* EXERCISE TASK 1 *
Answer these questions from the processor design article, and mark each answer with its letter:
(a) What performance boost does the technology give, and how much added die area does it cost?
(b) On which two processor families were the first implementations?
(c) What is pipelining the microarchitecture to finer granularities also called?
* EXERCISE TASK 2 *
Write the next part of the processor design article, starting after its last sentence.

* SOURCE DOCUMENT *
■ ■ ■ ■ ■ ■ ■

This article describes how the technology works, that is, how we make a single physical processor appear as multiple logical processors to operating systems and software. We highlight the additional structures and die area needed to implement the technology and discuss the fundamental ideas behind the technology and why we can get a 25-percent boost in performance from a technology that costs less than 5 percent in added die area. We illustrate the importance of choosing the right sharing policy for each shared resource by describing, examining, and comparing three different sharing policies: partitioned resources, threshold sharing, and full sharing. The choice of policy depends on the traffic pattern, complexity and size of the resource, potential deadlock/livelock scenarios, and other considerations. Finally, we show how this technology significantly improves performance on several relevant workloads.
The die photos and descriptions in this article illustrate the technology's first implementations on Intel's Xeon and Pentium 4 processor families. These first implementations emphasized cost containment. Future implementations should provide even greater performance benefits.
Background: Processor microarchitecture
Traditional approaches to processor design have focused on higher clock speeds, instruction-level parallelism, and cache hierarchies. An orthogonal set of techniques leverages the thread-level parallelism to further improve processor performance.
Higher clock speed
Techniques to achieve higher clock speeds involve pipelining the microarchitecture to finer granularities, also called superpipelining. Higher clock frequencies can greatly improve performance by increasing the number of instructions executed each second. Because a superpipelined microarchitecture has far more instructions in flight, handling events that disrupt the pipeline-for example, cache miss-es, interrupts, and branch mispredictionscan be costly.
Instruction-level parallelism
Instruction-level parallelism refers to techniques to increase the number of instructions executed each clock cycle. For example, a superscalar processor has multiple parallel execution units that can process instructions simultaneously, so that several instructions can execute each clock cycle. However, with simple in-order execution, just having multiple execution units isn't enough; the challenge is to find enough instructions to execute. One technique is out-of-order execution, whereby the processor evaluates a large window of instructions simultaneously and sends them to execution units on the basis of instruction dependencies rather than program order. With out-of-order execution, however, instruction dependencies and cache misses limit the number of instructions that can be executed simultaneously.

■ ■ ■ ■ ■ ■ ■

* STORED DATA *

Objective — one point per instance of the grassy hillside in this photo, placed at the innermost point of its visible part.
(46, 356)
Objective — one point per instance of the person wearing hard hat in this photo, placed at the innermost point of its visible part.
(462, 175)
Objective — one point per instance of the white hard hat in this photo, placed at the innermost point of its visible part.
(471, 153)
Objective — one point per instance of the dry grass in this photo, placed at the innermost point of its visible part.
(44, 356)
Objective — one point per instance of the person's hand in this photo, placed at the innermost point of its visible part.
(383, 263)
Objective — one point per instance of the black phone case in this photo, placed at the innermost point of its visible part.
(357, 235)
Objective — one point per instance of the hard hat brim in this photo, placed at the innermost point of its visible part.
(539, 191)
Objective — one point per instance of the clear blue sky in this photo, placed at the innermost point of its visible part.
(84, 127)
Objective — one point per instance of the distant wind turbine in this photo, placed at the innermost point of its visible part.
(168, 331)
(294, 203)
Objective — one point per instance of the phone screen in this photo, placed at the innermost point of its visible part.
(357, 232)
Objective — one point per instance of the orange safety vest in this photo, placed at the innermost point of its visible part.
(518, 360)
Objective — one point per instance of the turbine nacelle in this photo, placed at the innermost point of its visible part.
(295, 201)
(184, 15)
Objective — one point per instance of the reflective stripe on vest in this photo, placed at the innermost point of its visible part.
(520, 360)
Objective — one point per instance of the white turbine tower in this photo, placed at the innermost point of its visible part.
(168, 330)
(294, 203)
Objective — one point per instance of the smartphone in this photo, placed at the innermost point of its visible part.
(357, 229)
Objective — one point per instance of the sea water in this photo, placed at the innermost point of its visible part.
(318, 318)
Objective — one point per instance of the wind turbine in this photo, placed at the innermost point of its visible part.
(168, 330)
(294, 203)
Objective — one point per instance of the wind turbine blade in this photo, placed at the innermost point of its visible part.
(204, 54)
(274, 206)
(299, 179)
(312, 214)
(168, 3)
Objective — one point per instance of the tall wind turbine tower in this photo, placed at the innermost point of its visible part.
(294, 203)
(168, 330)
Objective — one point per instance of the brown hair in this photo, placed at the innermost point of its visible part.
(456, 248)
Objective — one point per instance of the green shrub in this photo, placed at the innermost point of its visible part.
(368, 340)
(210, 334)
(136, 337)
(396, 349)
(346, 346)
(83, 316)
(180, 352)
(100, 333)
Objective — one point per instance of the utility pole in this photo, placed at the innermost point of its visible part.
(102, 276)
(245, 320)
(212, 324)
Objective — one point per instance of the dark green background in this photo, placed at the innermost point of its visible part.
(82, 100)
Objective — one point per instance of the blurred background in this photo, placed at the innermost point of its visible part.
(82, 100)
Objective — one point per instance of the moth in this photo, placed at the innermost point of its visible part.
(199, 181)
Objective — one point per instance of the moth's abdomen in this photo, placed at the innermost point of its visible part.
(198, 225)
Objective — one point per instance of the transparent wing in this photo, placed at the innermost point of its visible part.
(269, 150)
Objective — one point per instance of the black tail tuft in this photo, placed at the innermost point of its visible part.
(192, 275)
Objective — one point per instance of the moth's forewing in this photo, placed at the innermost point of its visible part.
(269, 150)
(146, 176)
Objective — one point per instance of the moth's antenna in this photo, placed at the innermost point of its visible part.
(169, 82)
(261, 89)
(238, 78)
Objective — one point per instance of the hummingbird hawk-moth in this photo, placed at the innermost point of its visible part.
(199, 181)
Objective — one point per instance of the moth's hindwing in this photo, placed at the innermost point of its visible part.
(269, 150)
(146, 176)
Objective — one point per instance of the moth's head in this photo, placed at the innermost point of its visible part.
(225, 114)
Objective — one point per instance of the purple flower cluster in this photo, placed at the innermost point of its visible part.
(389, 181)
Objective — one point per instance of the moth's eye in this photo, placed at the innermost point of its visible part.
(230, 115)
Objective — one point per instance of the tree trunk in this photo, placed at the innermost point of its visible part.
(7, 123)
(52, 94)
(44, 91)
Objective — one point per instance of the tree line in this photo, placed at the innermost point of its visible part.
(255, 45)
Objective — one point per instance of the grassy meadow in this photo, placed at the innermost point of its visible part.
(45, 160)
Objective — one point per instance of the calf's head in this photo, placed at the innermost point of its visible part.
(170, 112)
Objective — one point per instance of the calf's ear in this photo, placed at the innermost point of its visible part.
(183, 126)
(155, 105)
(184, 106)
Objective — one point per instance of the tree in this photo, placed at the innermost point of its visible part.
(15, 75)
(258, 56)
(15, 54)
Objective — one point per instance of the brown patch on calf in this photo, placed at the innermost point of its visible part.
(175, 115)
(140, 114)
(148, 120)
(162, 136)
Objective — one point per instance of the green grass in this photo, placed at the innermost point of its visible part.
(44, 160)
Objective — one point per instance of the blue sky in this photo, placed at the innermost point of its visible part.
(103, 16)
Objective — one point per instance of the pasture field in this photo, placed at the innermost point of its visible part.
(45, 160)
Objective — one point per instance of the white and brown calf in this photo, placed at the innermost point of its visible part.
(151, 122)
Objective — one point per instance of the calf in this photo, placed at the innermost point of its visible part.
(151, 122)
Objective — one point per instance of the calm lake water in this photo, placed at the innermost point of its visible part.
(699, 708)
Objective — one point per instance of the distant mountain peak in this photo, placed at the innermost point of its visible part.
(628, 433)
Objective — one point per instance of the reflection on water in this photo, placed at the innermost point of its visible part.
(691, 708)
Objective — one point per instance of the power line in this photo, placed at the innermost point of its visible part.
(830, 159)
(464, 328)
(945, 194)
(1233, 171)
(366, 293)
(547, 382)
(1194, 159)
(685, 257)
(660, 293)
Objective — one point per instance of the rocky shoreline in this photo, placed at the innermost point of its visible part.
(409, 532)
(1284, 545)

■ ■ ■ ■ ■ ■ ■

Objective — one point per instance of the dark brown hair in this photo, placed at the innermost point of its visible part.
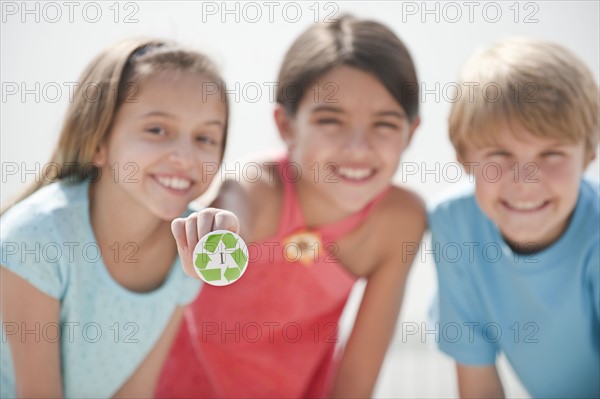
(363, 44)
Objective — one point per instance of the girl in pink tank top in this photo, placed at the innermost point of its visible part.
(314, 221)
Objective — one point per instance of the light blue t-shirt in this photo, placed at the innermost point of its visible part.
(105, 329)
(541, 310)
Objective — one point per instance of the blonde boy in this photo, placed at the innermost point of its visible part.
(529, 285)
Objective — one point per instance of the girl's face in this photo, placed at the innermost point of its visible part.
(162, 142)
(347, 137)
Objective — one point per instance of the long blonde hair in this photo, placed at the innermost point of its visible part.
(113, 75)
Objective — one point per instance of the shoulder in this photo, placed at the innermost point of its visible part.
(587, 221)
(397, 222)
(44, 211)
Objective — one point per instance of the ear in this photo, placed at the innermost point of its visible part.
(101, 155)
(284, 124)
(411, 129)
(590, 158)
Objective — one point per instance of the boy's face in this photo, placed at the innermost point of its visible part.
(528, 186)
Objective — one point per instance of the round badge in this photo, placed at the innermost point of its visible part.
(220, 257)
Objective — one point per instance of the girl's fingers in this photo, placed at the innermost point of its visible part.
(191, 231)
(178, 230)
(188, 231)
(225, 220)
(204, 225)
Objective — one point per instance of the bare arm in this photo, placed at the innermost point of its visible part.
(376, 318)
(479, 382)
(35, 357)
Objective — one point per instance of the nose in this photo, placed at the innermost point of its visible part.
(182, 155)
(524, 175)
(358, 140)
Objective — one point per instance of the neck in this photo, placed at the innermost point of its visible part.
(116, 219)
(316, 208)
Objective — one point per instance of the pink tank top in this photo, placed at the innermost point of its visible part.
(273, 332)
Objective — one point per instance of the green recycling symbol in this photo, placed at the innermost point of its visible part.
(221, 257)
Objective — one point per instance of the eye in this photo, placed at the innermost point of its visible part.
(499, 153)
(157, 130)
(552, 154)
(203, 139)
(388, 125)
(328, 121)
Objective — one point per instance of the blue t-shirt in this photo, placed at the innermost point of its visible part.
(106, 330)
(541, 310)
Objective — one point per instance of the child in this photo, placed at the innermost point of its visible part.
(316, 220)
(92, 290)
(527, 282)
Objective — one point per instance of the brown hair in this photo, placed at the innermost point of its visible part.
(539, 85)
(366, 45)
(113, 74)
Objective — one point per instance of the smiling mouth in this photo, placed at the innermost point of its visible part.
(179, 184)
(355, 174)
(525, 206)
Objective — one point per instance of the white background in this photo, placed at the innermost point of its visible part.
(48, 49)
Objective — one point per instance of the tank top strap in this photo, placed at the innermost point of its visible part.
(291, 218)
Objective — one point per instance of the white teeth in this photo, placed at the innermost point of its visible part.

■ ■ ■ ■ ■ ■ ■

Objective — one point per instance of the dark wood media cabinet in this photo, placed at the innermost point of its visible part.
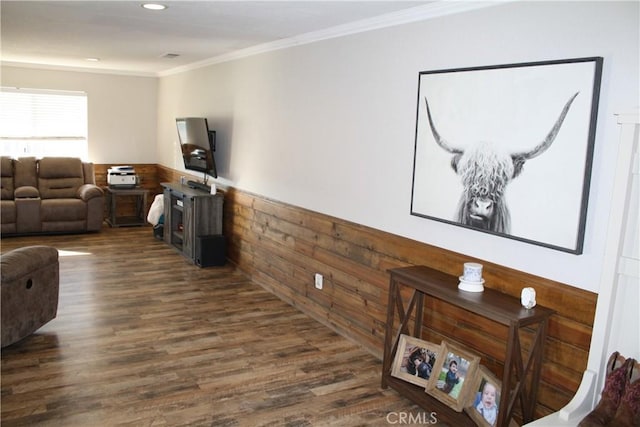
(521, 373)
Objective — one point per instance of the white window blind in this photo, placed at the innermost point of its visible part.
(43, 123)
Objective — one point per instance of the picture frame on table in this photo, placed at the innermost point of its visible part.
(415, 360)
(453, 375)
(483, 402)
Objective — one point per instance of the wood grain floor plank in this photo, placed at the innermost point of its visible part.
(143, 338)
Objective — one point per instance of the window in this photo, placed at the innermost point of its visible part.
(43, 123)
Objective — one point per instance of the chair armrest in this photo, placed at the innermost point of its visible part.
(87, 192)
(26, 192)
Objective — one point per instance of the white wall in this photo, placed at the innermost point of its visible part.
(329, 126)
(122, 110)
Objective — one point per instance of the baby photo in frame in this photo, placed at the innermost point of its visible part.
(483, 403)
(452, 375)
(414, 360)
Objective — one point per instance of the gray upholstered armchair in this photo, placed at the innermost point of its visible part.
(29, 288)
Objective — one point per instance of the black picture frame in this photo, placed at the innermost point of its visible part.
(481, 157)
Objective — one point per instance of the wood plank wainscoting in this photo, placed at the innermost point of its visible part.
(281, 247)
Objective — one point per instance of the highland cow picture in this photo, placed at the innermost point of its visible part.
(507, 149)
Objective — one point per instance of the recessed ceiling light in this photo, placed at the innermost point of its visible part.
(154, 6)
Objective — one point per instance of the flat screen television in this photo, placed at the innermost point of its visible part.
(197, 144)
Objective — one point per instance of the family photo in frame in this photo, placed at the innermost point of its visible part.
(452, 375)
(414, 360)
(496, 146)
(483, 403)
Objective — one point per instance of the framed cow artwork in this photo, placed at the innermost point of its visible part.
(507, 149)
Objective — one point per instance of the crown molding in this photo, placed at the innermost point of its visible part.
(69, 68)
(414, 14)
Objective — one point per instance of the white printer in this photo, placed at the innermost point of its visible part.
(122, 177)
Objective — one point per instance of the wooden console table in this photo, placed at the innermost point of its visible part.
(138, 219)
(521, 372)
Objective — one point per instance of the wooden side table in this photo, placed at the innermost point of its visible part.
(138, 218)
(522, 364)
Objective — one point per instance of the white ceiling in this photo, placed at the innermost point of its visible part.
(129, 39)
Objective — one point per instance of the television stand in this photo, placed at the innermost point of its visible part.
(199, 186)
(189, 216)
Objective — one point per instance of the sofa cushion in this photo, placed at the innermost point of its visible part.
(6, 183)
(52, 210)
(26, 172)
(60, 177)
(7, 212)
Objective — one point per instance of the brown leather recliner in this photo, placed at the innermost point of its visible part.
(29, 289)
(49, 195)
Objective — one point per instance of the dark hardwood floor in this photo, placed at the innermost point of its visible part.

■ ■ ■ ■ ■ ■ ■

* FINAL RESULT 1 *
(a) A 25-percent boost in performance, for less than 5 percent in added die area.
(b) Intel's Xeon and Pentium 4 processor families.
(c) Superpipelining.

* FINAL RESULT 2 *
Cache hierarchies
Cache hierarchies have traditionally served to reduce the number of cycles processors spend waiting for data from memory. Having frequently used data on the processor caches reduces the frequency of accesses to the slower memory. Current microprocessors use multiple levels of caches, with smaller and faster caches located closer to the processor. Cache hierarchies, however, are limited by cache latency and die area, because larger caches have higher latencies and require a larger fraction of the processor area.
Thread-level parallelism
Today's software developers want to execute an increasing number of different tasks simultaneously. These workloads can take the form of multithreaded applications; for example, online transaction processing and Web services have an abundance of software threads that can execute simultaneously. It can also entail multiple applications, with users Web browsing, listening to music, and encoding/decoding video streams all at the same time. Intel architects have been trying to leverage this so-called thread-level parallelism to improve performance while controlling transistor count and power consumption.
In recent years, researchers have discussed other techniques to further exploit threadlevel parallelism. One of these techniques is chip multiprocessing (CMP), whereby two processors, each with a full set of execution and architectural resources, reside on a single die.
1,2 The processors might or might not share a large on-chip cache. CMP is largely orthogonal to conventional multiprocessor systems because a multiprocessor configuration can have multiple CMP processors. Hewlett-Packard and IBM recently announced products incorporating two processors on each die. 3, 4 However, a CMP chip is significantly larger than a single-core chip and therefore more expensive to manufacture. Moreover, it doesn't address die size and power considerations.
Another approach is to let a single processor execute multiple threads by switching between them. With time-slice multithreading, the processor switches between software threads after a fixed time period. [5] [6] [7] Although it can result in wasted execution slots, time-slice multithreading can effectively minimize the effects of long latencies to memory. Switch-on-event multithreading switches threads on long-latency events such as cache misses. 8 This approach can work well for server applications that have numerous cache misses and where the two threads are executing similar tasks. However, time-slice and switch-on-event multithreading techniques both fail to achieve optimal overlap of many sources of inefficient resource usage, such as branch mispredictions and instruction dependencies.
Finally, there is simultaneous multithreading, 9, 10 whereby multiple threads execute on a single processor without switching. Simultaneous execution of threads uses processor resources most effectively, maximizing performance relative to transistor count and power consumption.
Hyperthreading technology brings the simultaneous multithreading approach to the Intel architecture. This article discusses the architecture and the first implementation of hyperthreading technology on the Netburst microarchitecture.
Hyperthreading technology architecture
Hyperthreading technology makes a single physical processor appear to be multiple log-ical processors. There is one copy of the architectural state for each logical processor, and these processors share a single set of physical execution resources. From a software or architecture perspective, this means operating systems and user programs can schedule processes or threads to logical processors as they would on conventional physical processors in a multiprocessor system. From a microarchitecture perspective, it means that instructions from logical processors will persist and execute simultaneously on shared execution resources. This can greatly improve processor resource utilization.
The hyperthreading technology implementation on the Netburst microarchitecture has two logical processors on each physical processor. Figure 1 shows a conceptual view of processors with hyperthreading technology capability.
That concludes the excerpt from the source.